— Written task —
Copy the material below from the line containing "wetsuit as a single dot per instance." down through the line containing "[1202, 630]", substituting "drysuit" for "wetsuit" and leaving everything else unchanged.

— Data shown —

——————————

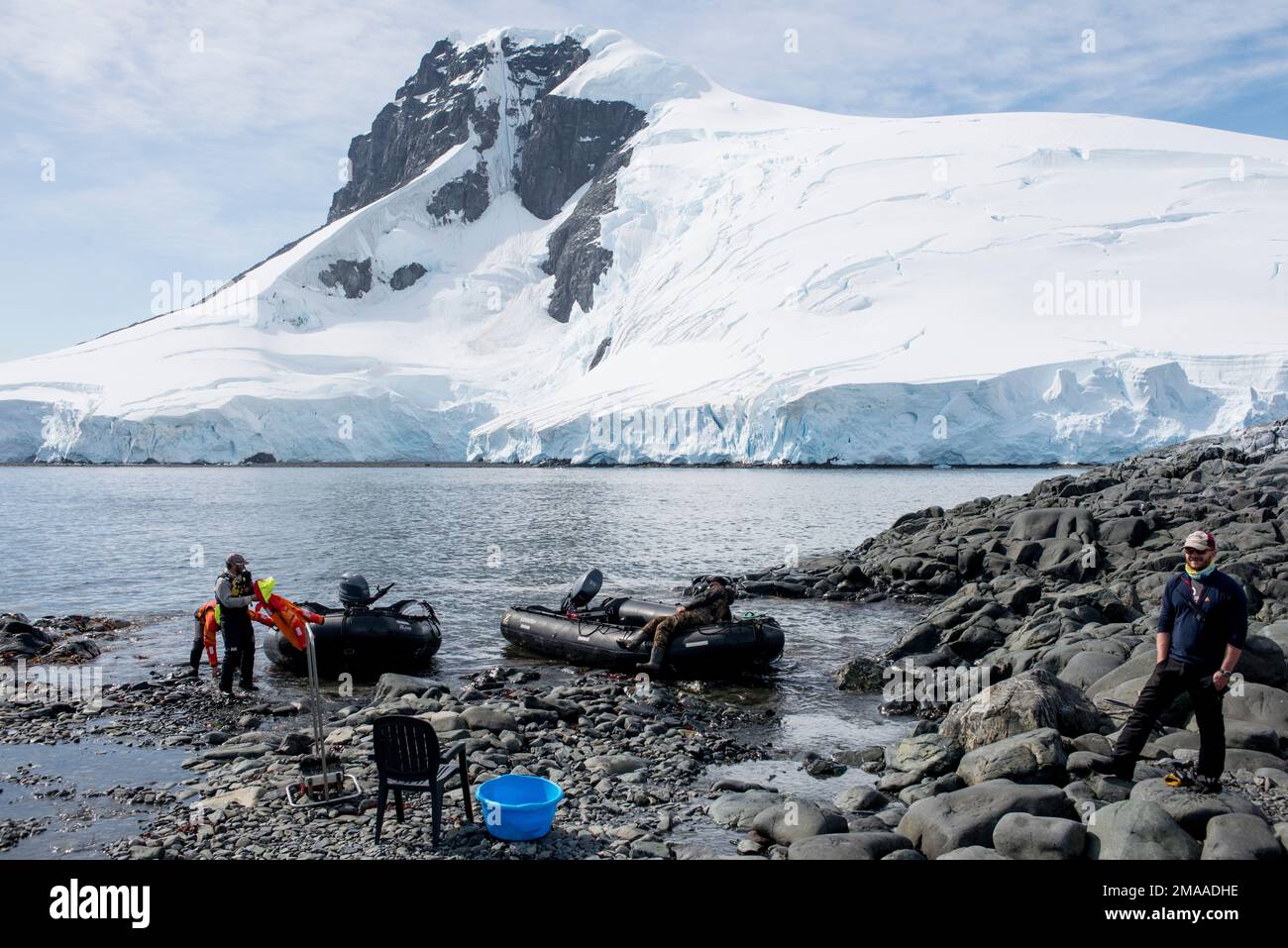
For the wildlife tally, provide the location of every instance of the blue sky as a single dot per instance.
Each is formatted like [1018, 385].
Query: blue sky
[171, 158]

——————————

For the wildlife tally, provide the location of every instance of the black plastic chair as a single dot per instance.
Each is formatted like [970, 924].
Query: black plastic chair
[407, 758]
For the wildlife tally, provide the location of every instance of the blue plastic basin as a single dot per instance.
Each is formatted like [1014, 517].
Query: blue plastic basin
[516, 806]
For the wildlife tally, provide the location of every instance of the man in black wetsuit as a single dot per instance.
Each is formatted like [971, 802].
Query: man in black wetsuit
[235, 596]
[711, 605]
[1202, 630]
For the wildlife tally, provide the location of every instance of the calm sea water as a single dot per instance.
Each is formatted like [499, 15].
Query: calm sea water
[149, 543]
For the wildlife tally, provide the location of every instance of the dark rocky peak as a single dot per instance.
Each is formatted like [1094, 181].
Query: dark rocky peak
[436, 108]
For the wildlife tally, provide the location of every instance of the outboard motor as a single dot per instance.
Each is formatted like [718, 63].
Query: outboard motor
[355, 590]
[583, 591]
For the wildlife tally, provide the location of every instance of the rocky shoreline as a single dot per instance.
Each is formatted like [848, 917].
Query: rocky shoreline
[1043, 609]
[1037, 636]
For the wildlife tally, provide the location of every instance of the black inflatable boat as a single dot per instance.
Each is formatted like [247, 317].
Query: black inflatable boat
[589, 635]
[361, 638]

——————————

— Exercise result —
For the wildlife tally, provide the location of every instance of the man in black drysuit as a single dot per instance.
Each is formatted like [971, 802].
Query: man in black drysuit
[235, 596]
[711, 605]
[1202, 630]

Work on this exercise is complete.